→ SOURCE EXTRACT

=-=-=

On 2014-09-13, Nathann Cohen <[email protected]> wrote:
> Yoooooooooo !
>
>> Sounds like an interesting problem, do you know of an efficient algorithm
> to do this (without simply trying all sets of course)? Have you looked in
> the literature?
>
> I don't believe in "literature" anymore. I don't know a lot about other
> fields of research, but in graph theory people who say that they work on
> 'algorithms' apparently never heard of what a data structure is. All they
> care about is asymptotic complexity and whether their problem is
> polynomial/NP-Hard, especially on unheard-of classes of INPUT.
this is only one of the current trends - other ones argue that algorithms
should be accompanied by implementations, and then there is a lot of things done
on polynomial-time algorithms.
(of course if you look for an excuse not to check literature, you can have one,
always :-))
Anyhow, one speedup can come from your function being invariant under some
permutations of variables; perhaps you can check this quickly.
>
> What my implementation does is rather simple:
>
> 1) Think of all subsets of X, and say that the (unique) "predecessor" of a
> set S is S-{max(S)}. This is a graph.
> 2) Start from the empty set, and do a breadth-first search from there (this
> will explore all sets of size 1, then size 2, then [...])
> 3) For each set S that you explore, decide whether the set S already
> contains a set S' for which f(S') is False. In this case you know that f(S)
> is wrong without even calling S. If there is no such set then compute f(S).
> If it is true store the set somewhere, if it is wrong stop the exploration
> and keep this set S in the database of "NO" answers.

=-=-=

Reproduce word for word the passage of the mailing-list thread above, starting with "Anyhow, one speedup" and going on through "2, then [...])".

=-=-=

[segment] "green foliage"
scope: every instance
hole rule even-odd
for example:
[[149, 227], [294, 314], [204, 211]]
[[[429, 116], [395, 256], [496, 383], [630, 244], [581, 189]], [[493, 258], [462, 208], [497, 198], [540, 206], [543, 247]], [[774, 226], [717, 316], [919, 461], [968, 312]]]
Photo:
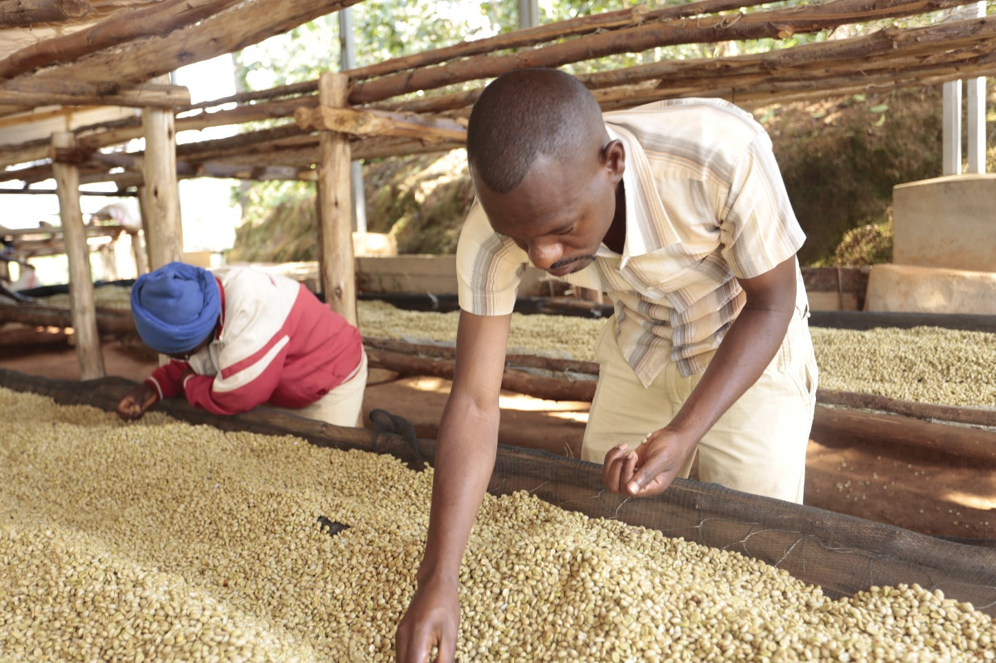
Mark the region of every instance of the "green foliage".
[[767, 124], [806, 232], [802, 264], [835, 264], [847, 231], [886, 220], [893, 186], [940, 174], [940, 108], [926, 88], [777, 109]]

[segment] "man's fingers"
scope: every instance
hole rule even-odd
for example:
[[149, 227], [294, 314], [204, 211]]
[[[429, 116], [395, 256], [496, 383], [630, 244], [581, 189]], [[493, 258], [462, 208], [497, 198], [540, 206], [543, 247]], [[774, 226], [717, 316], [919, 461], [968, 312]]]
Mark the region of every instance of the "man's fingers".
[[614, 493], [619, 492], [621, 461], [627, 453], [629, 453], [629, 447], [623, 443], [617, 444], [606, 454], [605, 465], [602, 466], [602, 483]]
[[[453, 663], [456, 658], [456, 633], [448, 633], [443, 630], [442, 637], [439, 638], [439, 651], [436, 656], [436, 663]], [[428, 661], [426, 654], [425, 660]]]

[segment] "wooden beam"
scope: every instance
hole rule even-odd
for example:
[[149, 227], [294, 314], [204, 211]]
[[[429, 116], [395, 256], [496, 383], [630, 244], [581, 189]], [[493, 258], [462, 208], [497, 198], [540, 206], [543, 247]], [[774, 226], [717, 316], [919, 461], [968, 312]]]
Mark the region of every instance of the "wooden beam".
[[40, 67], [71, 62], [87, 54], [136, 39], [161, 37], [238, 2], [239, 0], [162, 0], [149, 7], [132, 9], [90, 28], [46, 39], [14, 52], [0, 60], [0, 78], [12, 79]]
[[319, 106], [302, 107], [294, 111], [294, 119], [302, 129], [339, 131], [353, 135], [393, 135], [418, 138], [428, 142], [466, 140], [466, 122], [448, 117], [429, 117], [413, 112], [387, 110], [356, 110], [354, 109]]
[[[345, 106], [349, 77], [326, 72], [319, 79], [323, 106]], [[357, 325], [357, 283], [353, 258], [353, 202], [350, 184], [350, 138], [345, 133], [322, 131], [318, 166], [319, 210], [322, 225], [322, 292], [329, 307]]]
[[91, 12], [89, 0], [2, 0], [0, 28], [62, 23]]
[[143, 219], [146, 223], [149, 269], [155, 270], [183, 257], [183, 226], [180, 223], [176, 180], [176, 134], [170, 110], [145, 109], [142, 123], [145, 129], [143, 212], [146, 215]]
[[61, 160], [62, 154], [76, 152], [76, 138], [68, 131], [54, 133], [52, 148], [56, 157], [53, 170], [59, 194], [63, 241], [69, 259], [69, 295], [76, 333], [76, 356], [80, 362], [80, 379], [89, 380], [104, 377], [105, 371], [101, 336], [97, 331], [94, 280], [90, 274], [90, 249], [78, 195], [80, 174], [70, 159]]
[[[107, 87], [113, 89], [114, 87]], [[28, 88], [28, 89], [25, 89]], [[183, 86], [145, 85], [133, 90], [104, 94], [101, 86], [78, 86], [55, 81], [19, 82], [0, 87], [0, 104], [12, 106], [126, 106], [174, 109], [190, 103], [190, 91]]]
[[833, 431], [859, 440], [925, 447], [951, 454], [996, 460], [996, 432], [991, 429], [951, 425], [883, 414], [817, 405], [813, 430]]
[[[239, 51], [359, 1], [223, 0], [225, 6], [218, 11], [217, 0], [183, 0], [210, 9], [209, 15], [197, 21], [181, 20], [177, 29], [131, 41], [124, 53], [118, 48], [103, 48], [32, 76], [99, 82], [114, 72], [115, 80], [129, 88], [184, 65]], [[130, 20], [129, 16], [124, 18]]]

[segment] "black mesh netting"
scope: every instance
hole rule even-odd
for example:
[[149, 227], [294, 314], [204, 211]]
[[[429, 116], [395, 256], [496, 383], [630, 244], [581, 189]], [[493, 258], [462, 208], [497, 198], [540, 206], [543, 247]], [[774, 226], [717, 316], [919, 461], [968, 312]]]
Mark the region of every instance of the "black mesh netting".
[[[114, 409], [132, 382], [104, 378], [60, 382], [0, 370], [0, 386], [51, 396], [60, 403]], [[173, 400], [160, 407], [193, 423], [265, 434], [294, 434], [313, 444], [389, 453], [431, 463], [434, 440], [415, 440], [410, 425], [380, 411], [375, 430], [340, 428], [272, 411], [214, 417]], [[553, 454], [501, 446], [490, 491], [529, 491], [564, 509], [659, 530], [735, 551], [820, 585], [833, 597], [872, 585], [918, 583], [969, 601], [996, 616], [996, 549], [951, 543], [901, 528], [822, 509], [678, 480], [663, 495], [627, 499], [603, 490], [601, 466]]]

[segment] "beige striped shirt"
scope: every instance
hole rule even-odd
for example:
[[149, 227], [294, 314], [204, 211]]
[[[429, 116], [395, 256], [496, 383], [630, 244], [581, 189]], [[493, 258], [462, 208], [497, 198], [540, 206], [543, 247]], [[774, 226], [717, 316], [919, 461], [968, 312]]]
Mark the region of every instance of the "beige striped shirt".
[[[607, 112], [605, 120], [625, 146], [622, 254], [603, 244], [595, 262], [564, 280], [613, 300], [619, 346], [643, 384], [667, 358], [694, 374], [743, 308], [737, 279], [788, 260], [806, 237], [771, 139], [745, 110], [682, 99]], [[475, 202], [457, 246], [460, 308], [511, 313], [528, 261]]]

=-=-=

→ TASK RESULT
Anyhow, one speedup can come from your function being invariant under some
permutations of variables; perhaps you can check this quickly.
>
> What my implementation does is rather simple:
>
> 1) Think of all subsets of X, and say that the (unique) "predecessor" of a
> set S is S-{max(S)}. This is a graph.
> 2) Start from the empty set, and do a breadth-first search from there (this
> will explore all sets of size 1, then size 2, then [...])